— 抜粋 —
►
【No210】医療法人の出資の評価について②

 医業経営FP News №198で解説した医療法人の形態のうち、平成19年4月以前に設立した医療法人で持分の定めのある医療法人(経過措置型医療法人)は、財産評価基本通達に定める取引相場のない株式の評価に準じて評価し、相続税の課税対象とされます。このような医療法人は、過去の所得の蓄積で出資金の評価額が非常に高くなっているケースも多いことから、早めに相続対策を講じておくことが不可欠です。そこで、今回は持分の定めのある医療法人の出資金の評価の仕組みを解説します。

1. 取引相場のない株式の評価方法(原則的評価方式)

 原則的評価方式による場合における取引相場のない株式の評価方法は、会社の規模に応じて類似業種比準価額、純資産価額又はこれらを併用して評価することとされています。

(1)類似業種比準価額

 評価会社と事業内容が類似する業種に属する上場会社の平均株価に、「1株当たりの配当金額」、「1株当たりの年利益金額」及び「1株当たりの純資産価額」の3要素について評価会社と上場会社を比準させて計算する方法です。

 医療法人の類似業種は「その他の産業」に分類されます。なお、医療法人は剰余金の配当を行うことが禁止されているため、「1株当たりの年利益金額」と「1株当たりの純資産価額」の2要素で計算することとなります。

(2)純資産価額

 評価会社が課税時期において所有する資産及び負債を相続税評価額により計算した純資産価額から評価差額に対する法人税等相当額を控除した金額に基づき計算します。
◄
— データ —
►
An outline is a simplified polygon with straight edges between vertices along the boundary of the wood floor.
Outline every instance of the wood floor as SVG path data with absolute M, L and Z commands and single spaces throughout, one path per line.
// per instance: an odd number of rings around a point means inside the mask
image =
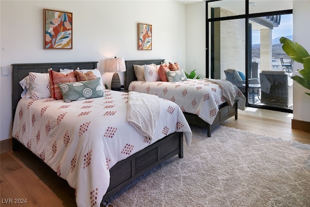
M 310 133 L 291 129 L 292 114 L 253 108 L 238 112 L 238 120 L 222 125 L 310 144 Z M 76 206 L 74 190 L 66 181 L 25 150 L 2 154 L 0 165 L 0 206 Z M 22 199 L 27 203 L 15 203 Z

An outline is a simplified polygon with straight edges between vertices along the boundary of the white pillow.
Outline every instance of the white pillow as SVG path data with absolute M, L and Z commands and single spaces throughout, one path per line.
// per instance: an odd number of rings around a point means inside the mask
M 27 76 L 19 81 L 19 85 L 23 88 L 24 90 L 21 93 L 20 96 L 22 98 L 28 99 L 31 98 L 31 93 L 30 93 L 30 82 L 29 82 L 29 76 Z
M 145 64 L 144 66 L 144 78 L 147 82 L 160 80 L 157 66 L 155 64 Z
M 145 81 L 144 78 L 144 65 L 139 65 L 138 64 L 134 64 L 134 71 L 137 80 L 139 81 Z
M 68 69 L 67 69 L 66 70 L 68 70 Z M 77 69 L 77 70 L 78 72 L 81 72 L 83 73 L 86 73 L 87 72 L 89 72 L 89 71 L 93 72 L 93 75 L 95 75 L 96 78 L 100 78 L 100 84 L 101 84 L 101 85 L 104 86 L 104 85 L 103 84 L 103 83 L 102 82 L 102 79 L 101 78 L 101 74 L 100 73 L 100 71 L 99 70 L 99 68 L 95 68 L 95 69 L 80 69 L 78 67 Z
M 31 97 L 33 100 L 52 97 L 50 92 L 49 74 L 29 73 Z

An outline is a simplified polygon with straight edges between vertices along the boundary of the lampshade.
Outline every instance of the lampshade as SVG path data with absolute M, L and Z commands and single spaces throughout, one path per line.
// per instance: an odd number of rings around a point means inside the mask
M 121 80 L 117 72 L 125 71 L 126 66 L 124 58 L 115 57 L 106 60 L 106 72 L 114 73 L 111 81 L 111 90 L 121 90 Z
M 115 73 L 126 71 L 125 60 L 123 58 L 109 58 L 106 60 L 106 72 Z

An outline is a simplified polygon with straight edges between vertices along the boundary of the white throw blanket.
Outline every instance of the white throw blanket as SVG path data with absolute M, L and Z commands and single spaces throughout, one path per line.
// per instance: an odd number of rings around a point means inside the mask
M 157 96 L 129 92 L 127 122 L 148 140 L 152 140 L 159 116 Z
M 204 79 L 211 82 L 213 82 L 220 85 L 222 88 L 222 96 L 227 101 L 228 104 L 232 106 L 233 105 L 235 99 L 239 101 L 238 108 L 242 110 L 244 110 L 246 104 L 246 97 L 244 96 L 237 96 L 238 92 L 242 93 L 237 86 L 231 82 L 227 80 L 221 80 L 217 79 Z

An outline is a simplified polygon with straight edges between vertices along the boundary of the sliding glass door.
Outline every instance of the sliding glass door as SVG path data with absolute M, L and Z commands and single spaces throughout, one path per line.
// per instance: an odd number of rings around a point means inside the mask
M 292 112 L 292 63 L 279 39 L 293 38 L 292 2 L 263 1 L 207 1 L 207 77 L 232 82 L 248 106 Z

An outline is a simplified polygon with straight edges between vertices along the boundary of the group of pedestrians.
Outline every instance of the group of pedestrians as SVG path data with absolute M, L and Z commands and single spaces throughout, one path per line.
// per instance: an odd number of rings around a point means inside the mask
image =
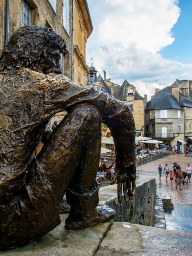
M 186 179 L 187 182 L 191 183 L 190 179 L 191 176 L 191 168 L 189 164 L 188 165 L 187 167 L 186 172 L 183 172 L 182 171 L 181 168 L 178 164 L 177 162 L 173 163 L 173 171 L 172 170 L 170 171 L 167 164 L 166 164 L 163 171 L 161 165 L 159 164 L 158 168 L 158 171 L 159 173 L 159 181 L 161 180 L 162 172 L 163 174 L 165 175 L 166 182 L 168 182 L 167 179 L 169 175 L 171 185 L 172 186 L 173 185 L 173 181 L 174 180 L 175 180 L 175 181 L 177 183 L 176 188 L 177 188 L 178 185 L 179 185 L 180 190 L 182 190 L 181 189 L 181 184 L 183 183 L 184 184 L 185 182 L 186 182 L 185 181 L 185 179 L 187 176 L 187 178 Z

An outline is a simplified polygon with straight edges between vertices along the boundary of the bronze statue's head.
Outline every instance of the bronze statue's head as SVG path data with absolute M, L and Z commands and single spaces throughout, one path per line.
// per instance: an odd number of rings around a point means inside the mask
M 44 74 L 61 74 L 60 53 L 66 48 L 61 36 L 50 28 L 22 27 L 5 46 L 0 58 L 0 71 L 23 67 Z

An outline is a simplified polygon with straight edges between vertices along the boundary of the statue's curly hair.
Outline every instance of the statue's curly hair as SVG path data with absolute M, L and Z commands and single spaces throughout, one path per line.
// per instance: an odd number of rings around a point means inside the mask
M 43 73 L 44 64 L 51 53 L 63 52 L 66 46 L 61 36 L 52 29 L 38 26 L 22 27 L 6 45 L 0 58 L 0 71 L 22 67 Z

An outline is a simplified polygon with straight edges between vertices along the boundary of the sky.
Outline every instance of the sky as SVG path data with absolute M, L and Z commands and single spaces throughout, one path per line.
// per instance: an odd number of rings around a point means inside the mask
M 93 30 L 86 61 L 148 100 L 155 88 L 192 79 L 191 0 L 87 0 Z

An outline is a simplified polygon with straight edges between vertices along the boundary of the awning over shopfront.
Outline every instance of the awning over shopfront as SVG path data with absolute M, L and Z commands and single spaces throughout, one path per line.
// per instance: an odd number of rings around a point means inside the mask
M 140 141 L 140 143 L 151 143 L 152 144 L 157 144 L 158 143 L 163 143 L 161 140 L 157 140 L 155 139 L 144 140 L 143 141 Z
M 179 141 L 179 142 L 180 142 L 180 143 L 181 143 L 182 145 L 187 144 L 186 141 L 184 141 L 184 140 L 182 140 L 182 139 L 178 140 L 177 141 Z
M 135 137 L 135 140 L 137 141 L 140 141 L 142 140 L 146 140 L 148 139 L 151 139 L 151 138 L 149 137 L 144 137 L 143 136 L 139 136 L 139 137 Z
M 113 137 L 107 138 L 107 137 L 102 137 L 101 144 L 105 143 L 106 144 L 114 144 L 114 142 Z
M 101 149 L 101 153 L 104 154 L 105 153 L 108 153 L 108 152 L 110 152 L 112 151 L 112 150 L 110 150 L 107 148 L 105 148 L 105 147 L 102 147 Z

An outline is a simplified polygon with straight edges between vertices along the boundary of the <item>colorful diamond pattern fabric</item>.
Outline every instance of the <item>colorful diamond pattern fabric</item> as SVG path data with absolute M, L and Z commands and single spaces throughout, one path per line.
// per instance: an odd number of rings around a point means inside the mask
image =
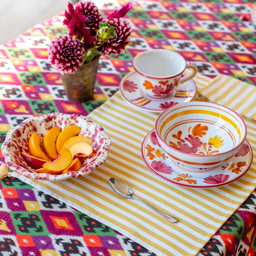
◄
— 作業指示 —
医療法人の出資評価の文章のうち、「1. 取引相場のない株式の評価方法(原則的評価方式)」で始まり「した金額に基づき計算します。」で終わる部分を、一字も変えずに返してください。

— 解答 —
1. 取引相場のない株式の評価方法(原則的評価方式)

 原則的評価方式による場合における取引相場のない株式の評価方法は、会社の規模に応じて類似業種比準価額、純資産価額又はこれらを併用して評価することとされています。

(1)類似業種比準価額

 評価会社と事業内容が類似する業種に属する上場会社の平均株価に、「1株当たりの配当金額」、「1株当たりの年利益金額」及び「1株当たりの純資産価額」の3要素について評価会社と上場会社を比準させて計算する方法です。

 医療法人の類似業種は「その他の産業」に分類されます。なお、医療法人は剰余金の配当を行うことが禁止されているため、「1株当たりの年利益金額」と「1株当たりの純資産価額」の2要素で計算することとなります。

(2)純資産価額

 評価会社が課税時期において所有する資産及び負債を相続税評価額により計算した純資産価額から評価差額に対する法人税等相当額を控除した金額に基づき計算します。